[Work to complete] The response should be the records below, repeated exactly, with each picture left out.
***** Data for analysis *****
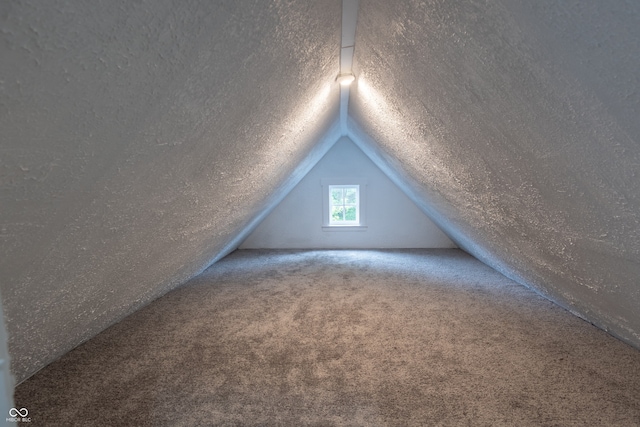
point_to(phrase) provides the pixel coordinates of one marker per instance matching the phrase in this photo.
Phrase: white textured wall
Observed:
(517, 121)
(138, 139)
(393, 221)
*****
[Solution to this task]
point_to(phrase) provides the pixel coordinates of one marker per instance matching the phrase in this photo.
Phrase: white textured wall
Observed:
(517, 121)
(138, 139)
(393, 221)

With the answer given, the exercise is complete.